_Task description_.
Below are some entries. Output each one exactly as it appears.

**** Exercise inputs ****

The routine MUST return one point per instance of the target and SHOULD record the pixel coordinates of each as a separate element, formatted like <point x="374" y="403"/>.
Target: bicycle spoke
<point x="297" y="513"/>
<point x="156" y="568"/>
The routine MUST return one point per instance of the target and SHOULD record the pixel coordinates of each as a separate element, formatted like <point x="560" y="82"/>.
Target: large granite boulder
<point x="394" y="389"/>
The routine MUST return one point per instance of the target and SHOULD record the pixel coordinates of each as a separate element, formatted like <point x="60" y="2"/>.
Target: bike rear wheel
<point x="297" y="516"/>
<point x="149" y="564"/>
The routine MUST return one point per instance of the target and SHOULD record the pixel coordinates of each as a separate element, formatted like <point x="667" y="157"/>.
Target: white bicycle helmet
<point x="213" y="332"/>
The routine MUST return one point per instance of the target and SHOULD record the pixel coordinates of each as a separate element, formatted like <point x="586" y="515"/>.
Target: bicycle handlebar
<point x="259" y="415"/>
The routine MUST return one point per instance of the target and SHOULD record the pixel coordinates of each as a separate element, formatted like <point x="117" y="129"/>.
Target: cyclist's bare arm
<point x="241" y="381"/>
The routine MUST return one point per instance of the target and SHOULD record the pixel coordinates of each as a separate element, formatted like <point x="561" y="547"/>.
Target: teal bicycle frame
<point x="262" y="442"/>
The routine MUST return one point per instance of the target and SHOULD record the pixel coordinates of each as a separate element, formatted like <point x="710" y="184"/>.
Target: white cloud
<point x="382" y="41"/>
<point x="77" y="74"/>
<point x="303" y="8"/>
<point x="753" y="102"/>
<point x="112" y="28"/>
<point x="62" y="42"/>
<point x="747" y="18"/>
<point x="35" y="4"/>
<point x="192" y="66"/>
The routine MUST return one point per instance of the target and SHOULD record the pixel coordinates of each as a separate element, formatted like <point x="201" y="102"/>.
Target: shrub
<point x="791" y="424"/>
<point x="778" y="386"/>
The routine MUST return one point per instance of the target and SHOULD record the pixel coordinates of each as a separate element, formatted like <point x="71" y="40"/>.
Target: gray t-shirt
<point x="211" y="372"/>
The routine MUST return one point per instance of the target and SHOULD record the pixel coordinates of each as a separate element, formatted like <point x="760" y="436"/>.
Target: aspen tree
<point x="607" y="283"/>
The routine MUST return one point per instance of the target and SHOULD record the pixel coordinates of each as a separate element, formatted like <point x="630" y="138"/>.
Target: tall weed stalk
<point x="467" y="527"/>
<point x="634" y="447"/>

****

_Expected output_.
The routine MUST return one point per instance of the target and SHOULD record the pixel coordinates of each as a separate element, formatted like <point x="374" y="403"/>.
Target: bicycle spoke
<point x="297" y="513"/>
<point x="156" y="568"/>
The routine MUST return one point per instance of the target and SHOULD record the pixel coordinates of each as a separate element, formatted like <point x="560" y="82"/>.
Target: large granite boulder
<point x="394" y="389"/>
The routine MUST return one point per instance of the target and SHOULD record the pixel coordinates of each as a separate element, formatted like <point x="60" y="2"/>.
Target: bike rear wheel
<point x="297" y="516"/>
<point x="149" y="564"/>
The routine MUST return one point per instance of the target and SHOULD record the pixel coordinates of each as a separate element, formatted like <point x="667" y="157"/>.
Target: white bicycle helmet
<point x="213" y="332"/>
The routine MUST return one point per instance of the target and SHOULD record the pixel coordinates of each as a separate element, formatted like <point x="586" y="515"/>.
Target: bicycle handlebar
<point x="259" y="415"/>
The routine MUST return one point per instance of the target and SHOULD record the pixel coordinates of each as a separate element, formatted like <point x="117" y="129"/>.
Target: cyclist's bare arm
<point x="241" y="381"/>
The routine MUST return one point per instance of the target and SHOULD record the pixel coordinates of each as a separate element, formatted like <point x="561" y="547"/>.
Target: teal bicycle frame
<point x="262" y="442"/>
The routine MUST return one point per instance of the target and SHOULD record the pixel coordinates of each as a separate element, formatted like <point x="710" y="184"/>.
Target: white cloud
<point x="382" y="41"/>
<point x="77" y="74"/>
<point x="303" y="8"/>
<point x="753" y="102"/>
<point x="112" y="28"/>
<point x="62" y="42"/>
<point x="747" y="18"/>
<point x="35" y="4"/>
<point x="192" y="66"/>
The routine MUST return one point per instance of the target and SHOULD record the pixel coordinates of each as a separate element, formatted like <point x="201" y="102"/>.
Target: shrub
<point x="791" y="424"/>
<point x="778" y="386"/>
The routine MUST return one point per instance of the target and SHOULD record the pixel coordinates of each as a separate element, formatted like <point x="71" y="40"/>.
Target: gray t-shirt
<point x="211" y="372"/>
The routine MUST return one point per instance of the target and SHOULD record the pixel coordinates of each as a separate element, formatted like <point x="760" y="436"/>.
Target: aspen tree
<point x="607" y="283"/>
The routine MUST return one point per instance of the target and SHOULD record the pixel coordinates of each as a separate element, formatted like <point x="630" y="138"/>.
Target: tall weed stalk
<point x="467" y="527"/>
<point x="634" y="447"/>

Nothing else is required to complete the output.